◆ **What you have to do**
Please list every structure that the passage on ablation names as susceptible to collateral injury.
━━ Passage to read ━━
As a consequence of the great surface area of tissue ablated, with increased markers of myocardial injuring [11,12], the large cumulative energy delivered, the risk of systemic thromboembolism and the close location of structures susceptible to collateral injury, such as phrenic nerve, pulmonary veins (PV) and esophagus [3], RF ablation is associated with some complications, fortunately the serious complications are rare.

The introduction of a CB to isolate the PVs in paroxysmal AF patients was considered a breakthrough technology because it would theoretically allow PVI with a single application [13], reducing the procedure time and consequently some of the complications.
━━━
━━ Data for analysis ━━
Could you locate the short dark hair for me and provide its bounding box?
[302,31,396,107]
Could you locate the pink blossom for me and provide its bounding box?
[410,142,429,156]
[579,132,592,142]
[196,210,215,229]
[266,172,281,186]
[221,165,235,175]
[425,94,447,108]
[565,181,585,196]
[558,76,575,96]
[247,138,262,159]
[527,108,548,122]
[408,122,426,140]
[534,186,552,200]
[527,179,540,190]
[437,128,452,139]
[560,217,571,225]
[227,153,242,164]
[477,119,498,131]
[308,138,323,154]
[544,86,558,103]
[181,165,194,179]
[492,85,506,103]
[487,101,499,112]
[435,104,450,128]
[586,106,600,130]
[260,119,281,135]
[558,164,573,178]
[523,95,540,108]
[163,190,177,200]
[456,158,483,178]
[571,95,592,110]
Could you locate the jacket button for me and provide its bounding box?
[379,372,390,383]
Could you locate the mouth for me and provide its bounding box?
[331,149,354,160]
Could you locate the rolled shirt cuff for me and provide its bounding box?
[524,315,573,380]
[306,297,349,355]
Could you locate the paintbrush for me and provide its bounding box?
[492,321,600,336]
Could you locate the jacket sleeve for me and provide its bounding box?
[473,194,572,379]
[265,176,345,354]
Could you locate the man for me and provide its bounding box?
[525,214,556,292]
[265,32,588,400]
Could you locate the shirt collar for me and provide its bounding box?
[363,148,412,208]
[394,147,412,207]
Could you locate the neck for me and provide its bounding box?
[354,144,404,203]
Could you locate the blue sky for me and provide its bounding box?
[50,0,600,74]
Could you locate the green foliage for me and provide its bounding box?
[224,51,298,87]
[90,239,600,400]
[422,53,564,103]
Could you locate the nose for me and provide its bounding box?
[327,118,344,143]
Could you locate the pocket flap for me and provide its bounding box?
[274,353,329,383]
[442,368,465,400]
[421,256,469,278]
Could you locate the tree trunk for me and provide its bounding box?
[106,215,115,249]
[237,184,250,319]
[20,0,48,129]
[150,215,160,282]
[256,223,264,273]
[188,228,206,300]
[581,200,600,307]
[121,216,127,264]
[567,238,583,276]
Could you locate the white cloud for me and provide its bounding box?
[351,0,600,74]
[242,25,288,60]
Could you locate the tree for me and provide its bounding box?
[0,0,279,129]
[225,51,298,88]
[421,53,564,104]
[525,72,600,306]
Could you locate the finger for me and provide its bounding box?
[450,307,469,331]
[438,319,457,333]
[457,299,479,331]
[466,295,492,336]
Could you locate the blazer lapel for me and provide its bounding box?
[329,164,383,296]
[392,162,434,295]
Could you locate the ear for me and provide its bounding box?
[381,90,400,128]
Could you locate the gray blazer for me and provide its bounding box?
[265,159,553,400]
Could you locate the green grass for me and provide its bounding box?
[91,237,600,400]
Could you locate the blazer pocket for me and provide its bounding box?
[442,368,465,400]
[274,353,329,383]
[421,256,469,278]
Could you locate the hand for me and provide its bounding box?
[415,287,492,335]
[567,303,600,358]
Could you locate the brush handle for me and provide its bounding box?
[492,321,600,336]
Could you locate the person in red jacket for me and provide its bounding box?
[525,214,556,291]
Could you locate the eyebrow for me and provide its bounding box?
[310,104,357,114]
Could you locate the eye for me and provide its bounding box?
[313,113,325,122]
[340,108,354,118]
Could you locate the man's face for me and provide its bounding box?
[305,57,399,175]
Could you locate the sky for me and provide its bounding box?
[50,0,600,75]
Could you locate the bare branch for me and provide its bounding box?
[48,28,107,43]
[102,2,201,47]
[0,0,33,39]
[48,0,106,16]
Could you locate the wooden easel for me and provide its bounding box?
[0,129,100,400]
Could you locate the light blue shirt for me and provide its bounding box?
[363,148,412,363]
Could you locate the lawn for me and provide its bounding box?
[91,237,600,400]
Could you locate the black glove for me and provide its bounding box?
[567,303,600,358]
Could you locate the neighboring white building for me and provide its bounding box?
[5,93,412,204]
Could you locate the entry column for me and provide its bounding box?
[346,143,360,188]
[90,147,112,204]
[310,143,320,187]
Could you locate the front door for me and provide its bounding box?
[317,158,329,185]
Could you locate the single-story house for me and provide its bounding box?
━━━
◆ **Expected answer**
- phrenic nerve
- pulmonary veins (PV)
- esophagus